Exercise prompt:
Each entry has to be copied exactly, with nothing missed.

Material supplied:
^^^^^^^^^^^^^^^^

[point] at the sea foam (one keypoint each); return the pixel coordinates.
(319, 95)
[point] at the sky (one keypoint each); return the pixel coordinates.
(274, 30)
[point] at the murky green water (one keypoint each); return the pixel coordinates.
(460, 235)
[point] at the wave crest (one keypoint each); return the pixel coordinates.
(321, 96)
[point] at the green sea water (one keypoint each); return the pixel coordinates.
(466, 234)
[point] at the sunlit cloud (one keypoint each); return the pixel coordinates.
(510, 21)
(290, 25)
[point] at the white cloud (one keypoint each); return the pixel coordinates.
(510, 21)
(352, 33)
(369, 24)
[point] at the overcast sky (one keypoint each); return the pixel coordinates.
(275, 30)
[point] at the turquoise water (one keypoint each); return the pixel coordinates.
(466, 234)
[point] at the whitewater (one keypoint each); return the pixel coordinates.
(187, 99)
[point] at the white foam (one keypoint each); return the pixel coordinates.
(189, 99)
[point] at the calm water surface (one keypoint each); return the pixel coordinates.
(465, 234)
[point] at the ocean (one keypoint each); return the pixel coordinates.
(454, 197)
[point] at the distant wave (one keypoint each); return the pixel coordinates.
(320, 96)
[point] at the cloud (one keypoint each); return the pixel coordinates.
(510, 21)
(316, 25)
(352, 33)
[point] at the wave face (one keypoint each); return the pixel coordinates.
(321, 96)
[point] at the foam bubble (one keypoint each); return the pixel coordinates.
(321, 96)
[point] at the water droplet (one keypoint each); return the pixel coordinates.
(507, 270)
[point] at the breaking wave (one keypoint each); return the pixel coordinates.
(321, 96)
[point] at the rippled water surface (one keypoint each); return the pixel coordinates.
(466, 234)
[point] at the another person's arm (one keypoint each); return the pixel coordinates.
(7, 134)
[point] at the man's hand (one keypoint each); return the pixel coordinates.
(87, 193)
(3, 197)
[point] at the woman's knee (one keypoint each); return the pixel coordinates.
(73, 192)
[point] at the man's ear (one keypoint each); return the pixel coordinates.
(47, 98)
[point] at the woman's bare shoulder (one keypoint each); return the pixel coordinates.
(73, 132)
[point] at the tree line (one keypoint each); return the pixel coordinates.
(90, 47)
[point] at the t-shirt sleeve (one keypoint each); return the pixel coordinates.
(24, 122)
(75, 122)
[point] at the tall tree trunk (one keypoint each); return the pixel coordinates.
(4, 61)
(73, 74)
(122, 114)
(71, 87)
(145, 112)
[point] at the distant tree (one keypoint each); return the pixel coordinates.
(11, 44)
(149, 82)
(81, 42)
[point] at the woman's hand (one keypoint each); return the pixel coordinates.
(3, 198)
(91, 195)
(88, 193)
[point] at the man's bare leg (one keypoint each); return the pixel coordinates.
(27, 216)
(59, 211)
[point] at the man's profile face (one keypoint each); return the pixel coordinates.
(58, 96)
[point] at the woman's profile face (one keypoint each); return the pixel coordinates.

^^^^^^^^^^^^^^^^

Completed exercise:
[point] at the sea foam (one keypoint each); return the pixel coordinates.
(319, 95)
[point] at the sky (one keypoint each); return the pixel coordinates.
(274, 30)
[point] at the murky green water (one keypoint each); return the pixel coordinates.
(460, 235)
[point] at the wave crest (one keypoint each); return the pixel coordinates.
(321, 96)
[point] at the green sea water (one keypoint each); return the pixel coordinates.
(466, 234)
[point] at the sunlit cloud (one keypoint each); return the pixel coordinates.
(510, 21)
(290, 25)
[point] at the white cloud (one keypoint each); return the pixel coordinates.
(510, 21)
(352, 33)
(369, 24)
[point] at the overcast sky (one keypoint each); return the pixel coordinates.
(275, 30)
[point] at the turquoise water (one keypoint each); return the pixel coordinates.
(466, 234)
[point] at the whitewater (one keypoint each); return the pixel coordinates.
(187, 99)
[point] at the white foam (one keypoint each); return the pixel coordinates.
(189, 99)
[point] at the calm water surface (one keypoint each); return the pixel coordinates.
(465, 234)
[point] at the ocean (one keypoint each); return the pixel coordinates.
(454, 197)
[point] at the distant wave (one keypoint each); return the pixel coordinates.
(320, 96)
[point] at the cloud (one keypoint each); return the pixel coordinates.
(510, 21)
(316, 25)
(352, 33)
[point] at the wave face (one keypoint each); return the pixel coordinates.
(321, 96)
[point] at the foam bubble (one keypoint each); return the pixel coordinates.
(321, 96)
[point] at the water droplet (one keypoint each); return the pixel coordinates.
(507, 270)
[point] at the breaking wave (one keypoint each); return the pixel coordinates.
(321, 96)
[point] at the rippled water surface (one keypoint each); return the pixel coordinates.
(466, 234)
[point] at the another person's arm (one keypoint each); return the pixel coordinates.
(7, 134)
[point] at the man's hand (one keypoint each); return the pixel coordinates.
(87, 193)
(3, 197)
[point] at the woman's knee (one keypoint each); return the pixel coordinates.
(73, 192)
[point] at the man's ear (one keypoint each); return the pixel coordinates.
(47, 98)
[point] at the woman's bare shoulder (one keypoint each); return the pixel coordinates.
(73, 132)
[point] at the tree line (one keypoint each); return the pixel coordinates.
(90, 47)
[point] at the t-shirt sleeve (one keypoint each); return the pixel coordinates.
(24, 122)
(75, 122)
[point] at the tall tree trunk (one keypoint each); return the pixel coordinates.
(4, 61)
(73, 74)
(122, 114)
(71, 87)
(145, 112)
[point] at the distant tree (one keypoint each); return the pixel coordinates.
(11, 44)
(149, 82)
(81, 42)
[point] at the woman's hand (one keypoint each); return the pixel coordinates.
(3, 198)
(91, 195)
(88, 193)
[point] at the man's bare leg (one keypoint each); return the pixel coordinates.
(27, 216)
(59, 211)
[point] at the man's profile face (one keypoint each); return the pixel coordinates.
(58, 96)
[point] at the woman's profile face (one keypoint each); return the pixel coordinates.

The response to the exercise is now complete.